Côte d'Ivoire

Côte d'Ivoire: Humanitarian operations threatened by lack of funds

ABIDJAN, 4 February (IRIN) - Lack of funds threatens efforts by the World Food Programme (WFP) to provide urgent food aid to victims of ongoing conflict in Cote d'Ivoire, WFP said in a communique on Tuesday. Unless donations from the international community are received immediately, life-saving operations could be hampered, the agency reported on Tuesday.
At least 800,000 people had fled south from the north and center of the country and 300,000 had been displaced in the area around the western town of Man, WFP said, adding that another 200,000, mostly migrant workers from neighbouring Burkina Faso, Guinea, Liberia and Mali had left the country. "The situation is steadily deteriorating," the UN agency added.

WFP said it had appealed for $6.6 million for an initial period of five months to respond to the basic needs of about 170,000 people affected by the conflict, including 100,000 recipients of emergency food rations in Cote d'Ivoire, and affected populations in neighbouring countries.

"So far, only 30 percent of resources needed to respond to the ongoing crisis have been confirmed by Germany, Italy, Switzerland and Luxembourg. With these contributions we have covered the most acute needs of tens of thousands of people who fled central and western areas," Gemmo Lodesani, WFP's Emergency Coordinator in Abidjan, said.

Data extracted from a collection
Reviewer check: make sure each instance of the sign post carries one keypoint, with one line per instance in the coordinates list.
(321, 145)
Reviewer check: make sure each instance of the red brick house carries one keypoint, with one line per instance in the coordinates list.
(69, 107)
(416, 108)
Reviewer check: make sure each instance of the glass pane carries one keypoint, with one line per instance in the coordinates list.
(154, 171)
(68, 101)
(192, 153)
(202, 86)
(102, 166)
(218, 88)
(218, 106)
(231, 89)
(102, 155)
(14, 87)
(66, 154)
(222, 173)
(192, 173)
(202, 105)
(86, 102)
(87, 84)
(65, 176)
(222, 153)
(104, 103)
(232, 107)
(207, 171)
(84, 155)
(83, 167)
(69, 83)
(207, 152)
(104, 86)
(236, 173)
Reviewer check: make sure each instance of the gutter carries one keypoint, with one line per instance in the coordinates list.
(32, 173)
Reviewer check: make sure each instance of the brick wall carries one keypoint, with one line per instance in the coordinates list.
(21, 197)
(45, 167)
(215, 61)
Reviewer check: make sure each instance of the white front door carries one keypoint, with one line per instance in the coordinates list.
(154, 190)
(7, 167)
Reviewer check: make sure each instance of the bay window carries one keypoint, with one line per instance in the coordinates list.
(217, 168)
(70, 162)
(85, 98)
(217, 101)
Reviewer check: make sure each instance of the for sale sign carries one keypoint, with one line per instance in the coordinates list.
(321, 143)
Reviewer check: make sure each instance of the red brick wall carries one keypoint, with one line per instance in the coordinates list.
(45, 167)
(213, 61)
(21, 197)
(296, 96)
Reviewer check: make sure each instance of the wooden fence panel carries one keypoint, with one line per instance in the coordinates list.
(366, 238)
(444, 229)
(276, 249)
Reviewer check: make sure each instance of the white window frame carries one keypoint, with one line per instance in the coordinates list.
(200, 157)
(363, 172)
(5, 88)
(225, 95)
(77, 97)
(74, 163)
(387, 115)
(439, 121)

QUESTIONS TO ANSWER:
A: Translate this sentence from the Côte d'Ivoire food aid report into Spanish: "Unless donations from the international community are received immediately, life-saving operations could be hampered, the agency reported on Tuesday."
B: Using the Côte d'Ivoire food aid report, answer the following:
(i) How many people had been displaced in the area around Man?
(ii) How much money did WFP appeal for?
(iii) Which countries had confirmed resources?
C: Extend the report on WFP's funding shortage in Côte d'Ivoire, picking up after its final paragraph.

LIST OF ANSWERS:
A: A menos que se reciban de inmediato donaciones de la comunidad internacional, las operaciones para salvar vidas podrían verse obstaculizadas, informó la agencia el martes.

B:
(i) 300,000
(ii) $6.6 million
(iii) Germany, Italy, Switzerland and Luxembourg

C:
In the rebel-held central town of Bouake, over 60 percent of families did not have any income while the remainder had lost 80 percent of their purchasing power. Apart from nutritional imbalances, access to medical facilities and medicine was very poor and expensive.

"Through humanitarian corridors established by WFP in November, war victims in central and northern areas of Cote d'Ivoire have been provided with relief food, almost without interruption," Lodesani said. "But the situation in the west is quite explosive and the security vacuum has crippled humanitarian operations."

WFP had opened five new offices across the country including in the southwestern town of Daloa, Yamoussoukro -the capital -, Bouake and Korhogo in the north, but safe access to western Cote d'Ivoire remained a critical source of concern for humanitarian agencies.

The agency said agreements signed by the belligerents in recent months guaranteed the provision of safe and secure access for aid agencies, but "in the west, however, access remains impossible as the MPIGO (Mouvement Populaire Ivoirien du Grand Ouest) and MJP (Mouvement pour la Justice et la Paix) seem to lack reliable central command structures".

WFP added that the Ivorian crisis had also impacted on Liberia. It said at least 70,000 people, including 40,000 Ivorians, had crossed into that country, putting extra strain on relief efforts to help Liberia's own internal refugees, who number about 185,000.